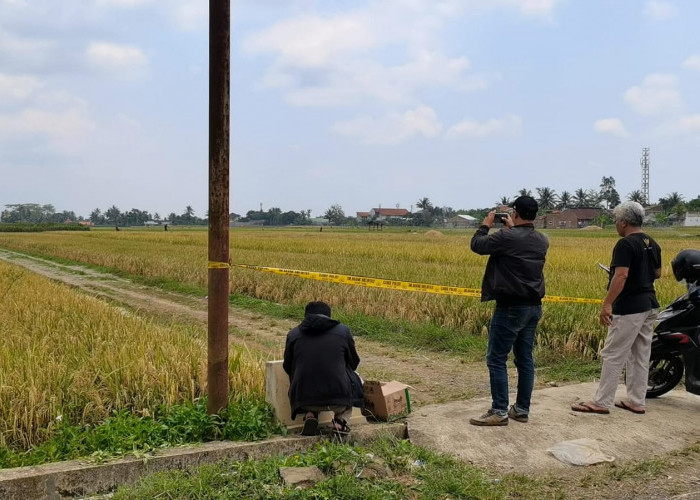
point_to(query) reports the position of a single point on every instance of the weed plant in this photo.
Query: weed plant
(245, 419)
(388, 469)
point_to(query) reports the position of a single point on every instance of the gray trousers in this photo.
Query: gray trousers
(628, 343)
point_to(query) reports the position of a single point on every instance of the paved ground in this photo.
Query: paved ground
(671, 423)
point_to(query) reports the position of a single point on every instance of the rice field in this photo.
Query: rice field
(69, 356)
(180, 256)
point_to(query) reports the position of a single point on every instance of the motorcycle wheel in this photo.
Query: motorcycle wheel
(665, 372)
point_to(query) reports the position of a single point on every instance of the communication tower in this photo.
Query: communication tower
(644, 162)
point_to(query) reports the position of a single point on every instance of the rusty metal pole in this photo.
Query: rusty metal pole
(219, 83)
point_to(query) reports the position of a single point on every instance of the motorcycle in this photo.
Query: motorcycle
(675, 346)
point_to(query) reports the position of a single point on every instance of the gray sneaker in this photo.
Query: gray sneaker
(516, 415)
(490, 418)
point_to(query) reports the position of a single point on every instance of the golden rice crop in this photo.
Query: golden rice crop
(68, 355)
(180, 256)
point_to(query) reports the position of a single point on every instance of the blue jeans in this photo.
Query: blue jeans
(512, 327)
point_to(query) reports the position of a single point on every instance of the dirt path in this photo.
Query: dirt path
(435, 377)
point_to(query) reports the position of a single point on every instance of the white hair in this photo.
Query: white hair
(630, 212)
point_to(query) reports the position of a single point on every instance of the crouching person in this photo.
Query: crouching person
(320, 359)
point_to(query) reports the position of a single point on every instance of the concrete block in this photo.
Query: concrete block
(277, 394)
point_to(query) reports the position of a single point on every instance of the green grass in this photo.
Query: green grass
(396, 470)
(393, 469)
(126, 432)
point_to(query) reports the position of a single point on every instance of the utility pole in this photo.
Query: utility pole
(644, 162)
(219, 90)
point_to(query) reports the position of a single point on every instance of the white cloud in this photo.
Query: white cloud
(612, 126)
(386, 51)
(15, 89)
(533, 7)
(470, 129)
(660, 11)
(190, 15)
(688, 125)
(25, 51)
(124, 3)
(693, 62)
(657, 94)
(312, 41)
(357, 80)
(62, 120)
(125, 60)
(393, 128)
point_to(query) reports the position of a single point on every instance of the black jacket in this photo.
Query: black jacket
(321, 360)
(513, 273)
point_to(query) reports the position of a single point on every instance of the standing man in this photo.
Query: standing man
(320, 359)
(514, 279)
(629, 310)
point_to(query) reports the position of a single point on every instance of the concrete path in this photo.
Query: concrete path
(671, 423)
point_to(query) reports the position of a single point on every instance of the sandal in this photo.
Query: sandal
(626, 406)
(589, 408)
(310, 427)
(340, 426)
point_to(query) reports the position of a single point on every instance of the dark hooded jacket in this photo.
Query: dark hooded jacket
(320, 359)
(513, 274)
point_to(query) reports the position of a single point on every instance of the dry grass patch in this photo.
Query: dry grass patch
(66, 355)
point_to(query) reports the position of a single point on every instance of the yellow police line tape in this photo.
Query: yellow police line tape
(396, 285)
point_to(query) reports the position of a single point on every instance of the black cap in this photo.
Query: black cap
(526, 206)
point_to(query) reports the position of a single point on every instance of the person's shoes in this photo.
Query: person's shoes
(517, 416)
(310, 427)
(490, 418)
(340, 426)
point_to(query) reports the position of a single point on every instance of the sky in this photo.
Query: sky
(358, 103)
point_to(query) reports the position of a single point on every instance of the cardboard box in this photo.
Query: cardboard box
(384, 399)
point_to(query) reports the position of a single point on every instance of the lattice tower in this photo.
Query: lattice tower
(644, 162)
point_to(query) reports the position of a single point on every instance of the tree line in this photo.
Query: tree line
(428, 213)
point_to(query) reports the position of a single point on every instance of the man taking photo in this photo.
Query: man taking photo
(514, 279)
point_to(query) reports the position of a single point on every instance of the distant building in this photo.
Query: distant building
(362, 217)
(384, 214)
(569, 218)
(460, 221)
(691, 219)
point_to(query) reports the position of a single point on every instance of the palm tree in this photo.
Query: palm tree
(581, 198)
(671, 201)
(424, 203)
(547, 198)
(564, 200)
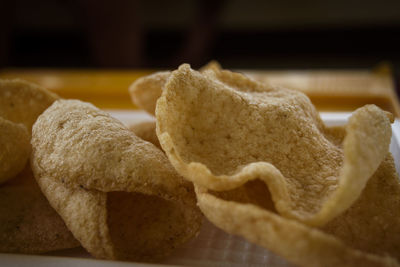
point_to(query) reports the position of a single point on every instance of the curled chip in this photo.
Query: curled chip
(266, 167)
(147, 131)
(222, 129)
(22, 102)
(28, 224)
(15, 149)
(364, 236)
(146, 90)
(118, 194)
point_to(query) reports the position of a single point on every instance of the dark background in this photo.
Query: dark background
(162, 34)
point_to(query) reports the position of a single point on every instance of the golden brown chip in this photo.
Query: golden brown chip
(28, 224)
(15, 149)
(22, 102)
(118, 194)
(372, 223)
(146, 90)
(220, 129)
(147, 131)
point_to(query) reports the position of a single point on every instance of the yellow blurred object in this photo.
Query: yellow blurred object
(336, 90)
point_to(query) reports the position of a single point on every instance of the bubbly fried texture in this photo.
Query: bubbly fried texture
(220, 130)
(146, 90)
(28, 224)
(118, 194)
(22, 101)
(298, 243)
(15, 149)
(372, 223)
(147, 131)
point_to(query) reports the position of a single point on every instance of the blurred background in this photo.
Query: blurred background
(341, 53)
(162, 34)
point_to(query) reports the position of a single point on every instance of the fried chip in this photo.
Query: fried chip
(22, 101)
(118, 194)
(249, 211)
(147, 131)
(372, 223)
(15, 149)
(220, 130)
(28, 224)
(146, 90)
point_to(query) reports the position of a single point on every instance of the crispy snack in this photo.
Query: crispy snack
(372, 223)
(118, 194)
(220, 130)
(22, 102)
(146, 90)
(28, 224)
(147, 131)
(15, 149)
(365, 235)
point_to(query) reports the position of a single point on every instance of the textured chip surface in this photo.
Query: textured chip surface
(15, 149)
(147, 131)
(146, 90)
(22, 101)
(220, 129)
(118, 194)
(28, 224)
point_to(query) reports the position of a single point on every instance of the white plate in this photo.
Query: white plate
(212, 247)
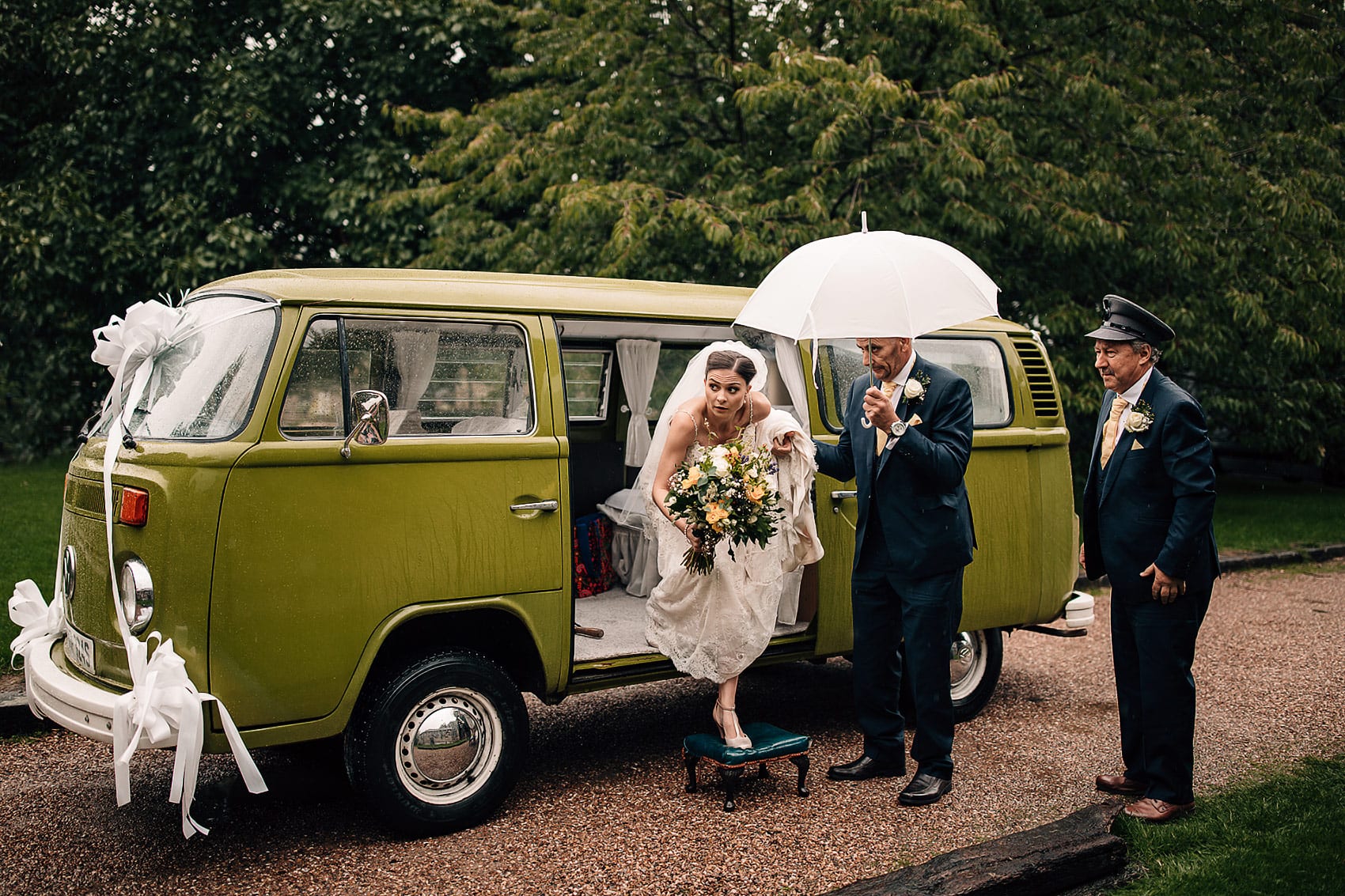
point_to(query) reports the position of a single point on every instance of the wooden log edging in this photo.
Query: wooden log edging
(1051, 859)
-----
| DESCRIPTION OF THE TASK |
Reproduce the data exactly, please, and omit its pictures.

| WORKED SOLUTION |
point_to(query) reports the position of a single point on every instance of the weed plant in this photo.
Query: weed plant
(245, 419)
(388, 469)
point_to(query) reports the position of a single point on every instance of the gray trousers in this photo.
Query: gray trousers
(628, 343)
point_to(query) reports the position of a single point on every instance of the paved ground in this photo.
Query: paved ground
(671, 423)
point_to(query) reports the position of a single point on every instance of the rice field in this photo.
Query: rice field
(69, 356)
(180, 256)
point_to(query) reports the position of a single point on every instance of the motorcycle wheel in this photo.
Query: motorcycle wheel
(665, 372)
point_to(query) reports the position of a single point on every instance of the communication tower in this photo.
Query: communication tower
(644, 162)
point_to(query) reports the position of a single point on every instance of the rusty metal pole in this photo.
Query: rusty metal pole
(219, 83)
point_to(query) reports the position of a single point on every instance of the motorcycle in this photo.
Query: motorcycle
(675, 346)
point_to(query) reports the position of a single point on every instance of the gray sneaker in this photo.
Query: gray sneaker
(516, 415)
(490, 418)
point_to(query) reports the position of a single point on every instance of the golden rice crop in this photo.
Query: golden rice crop
(68, 355)
(180, 256)
point_to(query) reports the position of a single point on every instance of the blue jeans in this photo.
Query: blue jeans
(512, 327)
point_to(query) reports the position of a single point on every instance of the dirt path in this photo.
Query: dirt path
(435, 377)
point_to(query) reports the position of a single point on every instance of the white hair in this photo.
Query: white hair
(630, 212)
point_to(query) reports the position of a single point on every instance of the crouching person in this photo.
Query: crouching person
(320, 359)
point_to(query) reports the position of a single point on every instance of the concrete block in this photo.
Query: concrete block
(277, 394)
point_to(query) reports the position of a single point on every instance of the green grass in this photo.
Query: green grass
(396, 470)
(393, 469)
(126, 432)
point_to(query) reports the position of a single point on every instance of the utility pole in this photo.
Query: utility pole
(644, 162)
(219, 90)
point_to(query) reports the position of a single point on every instance of the white cloud in this photo.
Query: white cloud
(612, 126)
(386, 51)
(15, 89)
(533, 7)
(470, 129)
(660, 11)
(190, 15)
(688, 125)
(25, 51)
(124, 3)
(693, 62)
(657, 94)
(312, 41)
(357, 80)
(62, 120)
(125, 60)
(393, 128)
point_to(query) reports the position of a single point on every instance of the black jacket in this photo.
Query: black jacket
(321, 360)
(513, 273)
point_to(query) reports the position of a single point on every instance of the standing man in this photo.
Query: standing man
(320, 359)
(514, 279)
(629, 310)
point_to(query) reports the position of a single point on every instance of the concrete path in this photo.
Query: concrete path
(671, 423)
point_to(query) reports the position of a single point on every instance of the sandal in this photo.
Query: sandal
(626, 406)
(589, 408)
(310, 427)
(340, 426)
point_to(query) reports the position of a single point on every instance of the dark hooded jacket in this photo.
Query: dark hooded jacket
(320, 359)
(513, 274)
point_to(query) reports the position of a single point on every instance of the dry grass patch in this photo.
Query: dry grass patch
(66, 355)
point_to(query) reports the position of a single point on every instance of the yellow police line tape in this photo.
Query: yellow police line tape
(396, 285)
point_to(query) reports the position of a single point on every instance of the black cap in this photo.
Query: black cap
(526, 206)
point_to(query) reports the position of a single point on every instance of the person's shoes in this photo.
Query: person's shoes
(517, 416)
(310, 427)
(490, 418)
(340, 426)
point_to(query) reports the position of a single point on every instance of the sky in this photo.
Query: sky
(358, 103)
point_to(query) reports the position of a single point on every instance of the cardboard box in this photo.
Query: cardboard box
(384, 399)
point_to(query) reports the position of a single point on every instance of the lattice tower in this photo.
Query: lattice tower
(644, 162)
point_to(query) reports the position of a single point on every instance of the tree line in this photo.
Query: tree line
(428, 213)
point_to(query) reports the position of a single point on every instance of the man taking photo in this photo.
Query: man taking photo
(514, 279)
point_to(query) reports the position of a single point on every instance of the distant building in this photo.
Query: distant building
(362, 217)
(384, 214)
(569, 218)
(460, 221)
(691, 219)
point_to(query) reports the position of a single point on every instance of the palm tree in this photo.
Query: palm tree
(581, 198)
(671, 201)
(424, 203)
(547, 198)
(564, 200)
point_to(query) reports the position of a single point on every instance of the curled chip in this photo.
Query: curled chip
(266, 167)
(147, 131)
(222, 129)
(22, 102)
(28, 224)
(15, 149)
(364, 236)
(146, 90)
(118, 194)
point_to(query) reports the position of a single point on every instance of the dark background in this photo.
Query: dark background
(162, 34)
point_to(query) reports the position of a single point on every instance of the golden brown chip in this photo.
Query: golden brown chip
(28, 224)
(15, 149)
(22, 102)
(118, 194)
(372, 223)
(146, 90)
(220, 129)
(147, 131)
point_to(query) reports the position of a single point on every instance of the yellow blurred object in this photo.
Query: yellow blurred object
(336, 90)
point_to(query) reports the position of a single point on every instance of the bubbly fried texture in this photo.
Query: bubbly fried texture
(220, 130)
(146, 90)
(28, 224)
(118, 194)
(22, 101)
(298, 243)
(15, 149)
(372, 223)
(147, 131)
point_to(query) reports the position of a single point on every instance of the blurred background in this photo.
Query: blurred background
(341, 53)
(162, 34)
point_to(query) reports the position of a single point on every instance of the fried chip in this photo.
Query: fried chip
(22, 101)
(118, 194)
(249, 211)
(147, 131)
(372, 223)
(15, 149)
(220, 130)
(28, 224)
(146, 90)
point_to(query) reports the position of a single point on every instance of the crispy snack in this photo.
Query: crispy snack
(372, 223)
(118, 194)
(220, 130)
(22, 102)
(146, 90)
(28, 224)
(147, 131)
(15, 149)
(365, 235)
point_to(query) reports the position of a single point on every instance of the textured chip surface in this photo.
Query: textured chip surface
(15, 149)
(147, 131)
(146, 90)
(22, 101)
(220, 129)
(118, 194)
(28, 224)
point_to(query) reports the position of a single point on every instance of the white plate in this photo.
Query: white plate
(212, 247)
point_to(query) reports the position of a single point on every instance of the wooden log edging in this photo.
Query: wooden log edging
(1051, 859)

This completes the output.